PROBLEMS AND TASKS –
**A.** Translate into French this sentence from the passage on the Ottawa convoy protest: "Starting last week in Delta, B.C., the convoy has attracted support from across the country."
**B.** Output the passage on the Ottawa convoy protest from "The convoy was" to "of the organizing.", copied word for word.

Last weekend thousands of people stormed Ottawa as part of what’s being called the “freedom convoy.”
What started as a protest over the federal government’s Jan. 15 mandate that requires all truckers crossing the Canadian border be fully vaccinated against COVID-19 — the United States has since implemented a similar mandate — has evolved into something much more sinister.
Starting last week in Delta, B.C., the convoy has attracted support from across the country.
The convoy says it will stay in Ottawa until it hears from the federal government. The movement has been heavily criticized as being organized by, or at the very least encouraging the participation of Canada’s far right.
Who is behind the protest?
The convoy was started by Canada Unity, a group that has been extremely critical of COVID-19 mandates. Reports have shown that far-right sympathizers, or members of the far right themselves, are behind much of the organizing.
For example, Tamara Lich, a member of the right-wing Maverick Party, formally affiliated with the Wexit Movement, began a GoFundMe for the convoy which, as of Tuesday, had raised over $9.5 million.

RECORDS SUPPLIED –

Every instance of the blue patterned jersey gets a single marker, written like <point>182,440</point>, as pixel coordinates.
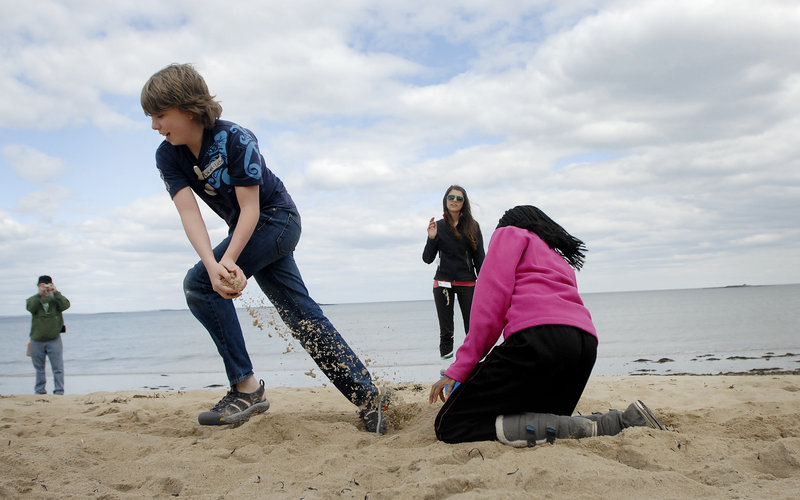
<point>229,157</point>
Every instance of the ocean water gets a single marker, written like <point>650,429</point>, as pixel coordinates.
<point>698,331</point>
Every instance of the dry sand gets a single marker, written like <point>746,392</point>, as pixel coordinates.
<point>729,437</point>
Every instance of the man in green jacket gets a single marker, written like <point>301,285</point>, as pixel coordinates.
<point>47,325</point>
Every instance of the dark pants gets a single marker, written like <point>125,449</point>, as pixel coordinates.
<point>543,369</point>
<point>445,299</point>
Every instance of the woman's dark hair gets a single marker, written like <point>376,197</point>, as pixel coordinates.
<point>468,225</point>
<point>534,220</point>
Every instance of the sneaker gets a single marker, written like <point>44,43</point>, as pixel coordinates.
<point>235,408</point>
<point>372,414</point>
<point>648,415</point>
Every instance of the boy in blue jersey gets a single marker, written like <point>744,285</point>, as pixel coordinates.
<point>219,162</point>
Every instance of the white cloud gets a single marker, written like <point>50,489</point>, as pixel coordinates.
<point>681,117</point>
<point>32,165</point>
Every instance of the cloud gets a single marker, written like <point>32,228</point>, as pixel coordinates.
<point>661,133</point>
<point>32,165</point>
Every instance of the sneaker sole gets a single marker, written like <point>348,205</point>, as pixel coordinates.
<point>213,418</point>
<point>648,415</point>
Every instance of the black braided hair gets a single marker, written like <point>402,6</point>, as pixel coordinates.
<point>534,220</point>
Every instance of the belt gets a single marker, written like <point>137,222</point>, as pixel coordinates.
<point>448,284</point>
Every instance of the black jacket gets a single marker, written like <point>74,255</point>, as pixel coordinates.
<point>457,261</point>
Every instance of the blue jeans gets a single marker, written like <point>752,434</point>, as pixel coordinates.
<point>268,257</point>
<point>53,349</point>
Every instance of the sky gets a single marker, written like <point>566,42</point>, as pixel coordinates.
<point>662,134</point>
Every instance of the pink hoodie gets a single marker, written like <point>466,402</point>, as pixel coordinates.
<point>522,283</point>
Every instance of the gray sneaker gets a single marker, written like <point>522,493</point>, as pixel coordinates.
<point>235,407</point>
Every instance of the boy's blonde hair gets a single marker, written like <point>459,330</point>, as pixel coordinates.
<point>180,86</point>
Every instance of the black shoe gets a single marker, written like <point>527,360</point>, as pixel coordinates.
<point>235,408</point>
<point>372,414</point>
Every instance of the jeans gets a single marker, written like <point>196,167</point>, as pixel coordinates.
<point>445,299</point>
<point>268,257</point>
<point>53,349</point>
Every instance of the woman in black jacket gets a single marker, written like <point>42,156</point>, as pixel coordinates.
<point>457,239</point>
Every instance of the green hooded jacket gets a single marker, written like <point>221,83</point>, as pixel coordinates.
<point>47,321</point>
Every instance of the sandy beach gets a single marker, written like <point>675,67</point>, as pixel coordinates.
<point>729,436</point>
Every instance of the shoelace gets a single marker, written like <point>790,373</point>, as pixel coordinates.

SOLUTIONS TO THE TASKS –
**A.** Parti la semaine dernière de Delta, en Colombie-Britannique, le convoi a attiré des appuis de partout au pays.

**B.**
The convoy was started by Canada Unity, a group that has been extremely critical of COVID-19 mandates. Reports have shown that far-right sympathizers, or members of the far right themselves, are behind much of the organizing.